SUPPLIED RECORDS
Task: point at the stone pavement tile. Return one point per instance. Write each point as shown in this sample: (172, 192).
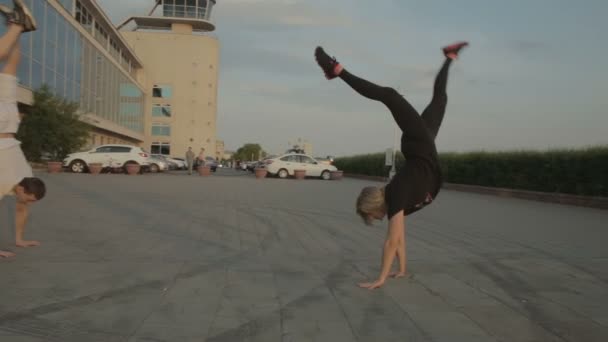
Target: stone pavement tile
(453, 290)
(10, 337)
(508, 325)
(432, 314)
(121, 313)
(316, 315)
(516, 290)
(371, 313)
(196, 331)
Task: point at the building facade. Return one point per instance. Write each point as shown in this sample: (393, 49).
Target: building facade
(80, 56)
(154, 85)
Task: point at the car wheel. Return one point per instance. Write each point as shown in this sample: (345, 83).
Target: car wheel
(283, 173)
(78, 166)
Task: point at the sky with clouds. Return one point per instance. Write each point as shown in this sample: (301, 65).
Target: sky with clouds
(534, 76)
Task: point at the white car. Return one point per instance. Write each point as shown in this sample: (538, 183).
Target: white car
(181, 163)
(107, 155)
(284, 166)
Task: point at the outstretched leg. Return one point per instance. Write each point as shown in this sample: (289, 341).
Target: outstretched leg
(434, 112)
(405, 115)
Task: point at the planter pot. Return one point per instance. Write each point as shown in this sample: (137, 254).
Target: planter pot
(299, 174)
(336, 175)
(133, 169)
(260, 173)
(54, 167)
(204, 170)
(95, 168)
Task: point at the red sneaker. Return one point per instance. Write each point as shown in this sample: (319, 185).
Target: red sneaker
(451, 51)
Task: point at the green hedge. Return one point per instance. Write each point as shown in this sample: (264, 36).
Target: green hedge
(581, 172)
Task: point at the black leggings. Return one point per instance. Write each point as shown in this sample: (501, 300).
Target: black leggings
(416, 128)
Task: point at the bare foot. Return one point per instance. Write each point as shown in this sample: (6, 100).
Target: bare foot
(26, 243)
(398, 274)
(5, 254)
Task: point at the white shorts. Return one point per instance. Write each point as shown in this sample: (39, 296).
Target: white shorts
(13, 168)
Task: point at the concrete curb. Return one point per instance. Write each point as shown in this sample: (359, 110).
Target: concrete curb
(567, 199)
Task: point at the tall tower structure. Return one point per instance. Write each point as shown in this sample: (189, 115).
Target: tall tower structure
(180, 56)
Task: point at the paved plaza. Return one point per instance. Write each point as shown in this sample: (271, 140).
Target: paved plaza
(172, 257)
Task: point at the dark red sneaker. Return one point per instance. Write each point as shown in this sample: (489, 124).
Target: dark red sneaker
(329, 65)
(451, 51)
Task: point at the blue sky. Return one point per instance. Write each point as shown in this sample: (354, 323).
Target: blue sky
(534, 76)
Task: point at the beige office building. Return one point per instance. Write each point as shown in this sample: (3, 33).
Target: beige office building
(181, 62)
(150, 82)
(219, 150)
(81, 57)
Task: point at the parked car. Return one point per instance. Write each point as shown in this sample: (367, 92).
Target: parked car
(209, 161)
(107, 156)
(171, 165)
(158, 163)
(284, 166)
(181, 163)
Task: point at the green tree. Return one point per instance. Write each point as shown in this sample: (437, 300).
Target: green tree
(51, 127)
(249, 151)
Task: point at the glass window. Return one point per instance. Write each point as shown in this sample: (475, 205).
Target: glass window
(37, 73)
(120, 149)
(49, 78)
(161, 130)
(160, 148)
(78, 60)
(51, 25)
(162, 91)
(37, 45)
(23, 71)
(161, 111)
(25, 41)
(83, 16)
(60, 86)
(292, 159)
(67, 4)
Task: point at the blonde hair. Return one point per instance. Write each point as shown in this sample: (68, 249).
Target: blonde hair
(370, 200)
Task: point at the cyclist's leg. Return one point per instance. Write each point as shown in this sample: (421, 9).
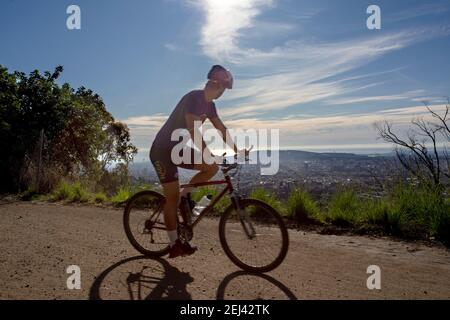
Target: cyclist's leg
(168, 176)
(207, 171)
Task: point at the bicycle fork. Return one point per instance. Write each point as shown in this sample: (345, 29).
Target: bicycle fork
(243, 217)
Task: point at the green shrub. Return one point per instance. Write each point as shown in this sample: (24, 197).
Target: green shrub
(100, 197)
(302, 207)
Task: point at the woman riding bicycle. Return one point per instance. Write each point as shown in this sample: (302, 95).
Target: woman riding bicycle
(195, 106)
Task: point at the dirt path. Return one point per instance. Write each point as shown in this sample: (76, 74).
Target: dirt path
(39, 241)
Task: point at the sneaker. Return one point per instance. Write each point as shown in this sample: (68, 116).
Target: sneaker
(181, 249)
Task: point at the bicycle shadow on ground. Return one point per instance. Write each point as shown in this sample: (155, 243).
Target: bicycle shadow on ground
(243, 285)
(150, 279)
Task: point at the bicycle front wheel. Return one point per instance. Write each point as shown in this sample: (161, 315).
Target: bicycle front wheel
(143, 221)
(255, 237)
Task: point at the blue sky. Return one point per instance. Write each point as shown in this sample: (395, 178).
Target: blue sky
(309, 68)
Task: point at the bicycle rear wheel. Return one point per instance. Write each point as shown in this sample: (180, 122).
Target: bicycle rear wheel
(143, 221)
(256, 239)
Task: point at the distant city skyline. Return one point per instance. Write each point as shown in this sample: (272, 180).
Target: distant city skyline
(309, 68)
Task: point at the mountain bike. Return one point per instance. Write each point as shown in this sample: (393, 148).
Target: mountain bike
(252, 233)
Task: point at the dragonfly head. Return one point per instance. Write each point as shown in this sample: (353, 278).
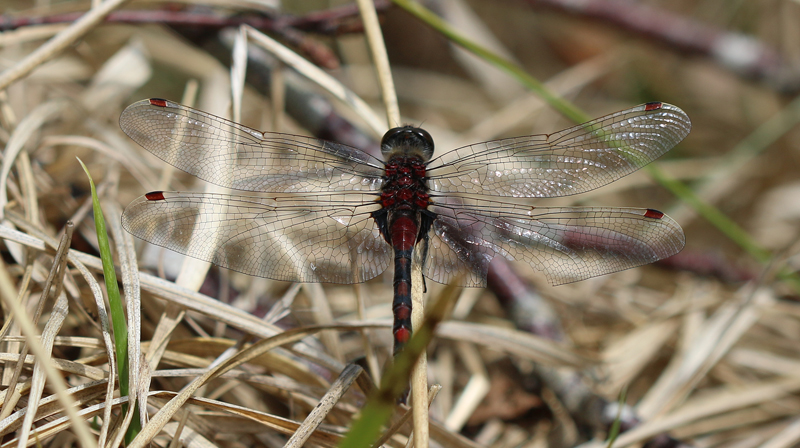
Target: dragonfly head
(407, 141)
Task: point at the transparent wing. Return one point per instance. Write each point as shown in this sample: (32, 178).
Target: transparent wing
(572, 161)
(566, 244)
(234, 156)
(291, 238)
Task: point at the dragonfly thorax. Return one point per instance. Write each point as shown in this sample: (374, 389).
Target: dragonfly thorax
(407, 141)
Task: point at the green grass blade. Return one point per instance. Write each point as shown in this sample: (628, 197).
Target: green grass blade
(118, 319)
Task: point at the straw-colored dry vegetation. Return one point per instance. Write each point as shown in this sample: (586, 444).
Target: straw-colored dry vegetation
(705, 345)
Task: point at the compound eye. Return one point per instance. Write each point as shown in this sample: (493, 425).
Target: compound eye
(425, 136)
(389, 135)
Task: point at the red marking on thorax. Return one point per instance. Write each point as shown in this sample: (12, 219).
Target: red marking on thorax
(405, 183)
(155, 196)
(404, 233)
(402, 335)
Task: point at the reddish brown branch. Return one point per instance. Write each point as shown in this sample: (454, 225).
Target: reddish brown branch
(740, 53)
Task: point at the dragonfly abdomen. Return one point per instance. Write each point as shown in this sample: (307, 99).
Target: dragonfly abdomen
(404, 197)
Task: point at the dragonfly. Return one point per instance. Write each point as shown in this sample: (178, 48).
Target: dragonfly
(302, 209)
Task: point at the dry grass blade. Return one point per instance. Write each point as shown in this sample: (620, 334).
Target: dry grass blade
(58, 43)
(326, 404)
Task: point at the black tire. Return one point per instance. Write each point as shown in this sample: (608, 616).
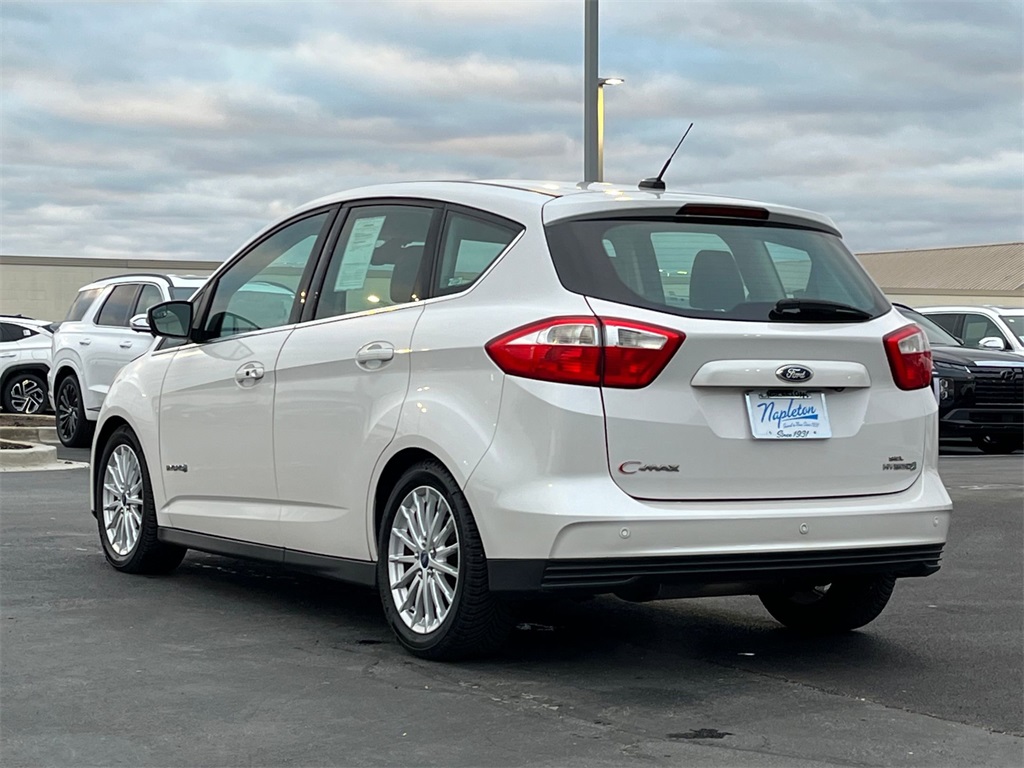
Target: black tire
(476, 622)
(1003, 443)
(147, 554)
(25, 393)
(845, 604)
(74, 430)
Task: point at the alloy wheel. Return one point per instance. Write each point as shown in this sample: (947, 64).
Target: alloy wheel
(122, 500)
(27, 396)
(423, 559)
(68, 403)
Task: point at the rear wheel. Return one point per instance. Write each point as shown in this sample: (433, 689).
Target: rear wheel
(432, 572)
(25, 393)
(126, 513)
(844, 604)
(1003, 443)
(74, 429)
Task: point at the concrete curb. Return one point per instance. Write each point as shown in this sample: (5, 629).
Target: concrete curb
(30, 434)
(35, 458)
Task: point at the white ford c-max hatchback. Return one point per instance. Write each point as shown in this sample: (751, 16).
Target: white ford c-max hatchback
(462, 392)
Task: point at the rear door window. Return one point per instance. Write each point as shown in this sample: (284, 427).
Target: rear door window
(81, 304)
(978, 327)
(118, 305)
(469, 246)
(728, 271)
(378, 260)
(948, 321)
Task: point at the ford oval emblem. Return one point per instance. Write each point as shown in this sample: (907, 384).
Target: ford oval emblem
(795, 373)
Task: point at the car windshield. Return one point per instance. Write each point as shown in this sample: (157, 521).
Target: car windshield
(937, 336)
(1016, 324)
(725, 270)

TASK STATEMENT
Using the material above, transcribe exactly the lines from the one holding "Task: point at the woman" to the one holding "Task: point at the transparent", both ends kept. Do not carry over any pictures.

EXERCISE RESULT
Task: point at the woman riding bicycle. Return one point per instance. Write each point as shown in this sample: (302, 95).
Target: woman riding bicycle
(195, 106)
Task: point at the dirt path. Return one point per instance. Write each point as shown in this sample: (76, 74).
Target: dirt path
(39, 241)
Task: point at the sneaker. Return one point per instance. Write each point as shown in this sample: (68, 116).
Target: sneaker
(181, 249)
Task: point at the bicycle shadow on ground. Return one point per instance. Write each point as shown in this sample: (155, 243).
Target: bicycle shadow on ground
(243, 285)
(150, 279)
Task: point at the bicycle front wheel. Return one point per instance. Write each point as shown in this sample: (161, 315).
Target: bicycle front wheel
(143, 221)
(255, 237)
Task: point at the blue sky. Return one point per instance. Write each point as shown in this sample: (395, 178).
Target: blue sky
(309, 68)
Task: point at the bicycle rear wheel. Return one point per instance. Write each point as shown in this sample: (180, 122).
Target: bicycle rear wheel
(143, 221)
(256, 239)
Task: point at the distant city skyline. Return one point per instance. Write each point as shown in this sample: (272, 180).
Target: distant city skyline
(309, 68)
Task: point at the mountain bike. Return one point per instance. Write each point as shown in this sample: (393, 148).
Target: mountain bike
(252, 233)
Task: point at the dragonfly head. Return one point per instance. Write each point as shown in this sample: (353, 278).
Target: dragonfly head
(407, 141)
Task: point at the transparent wing. Return one point per instance. Write each point as shown in this sample: (32, 178).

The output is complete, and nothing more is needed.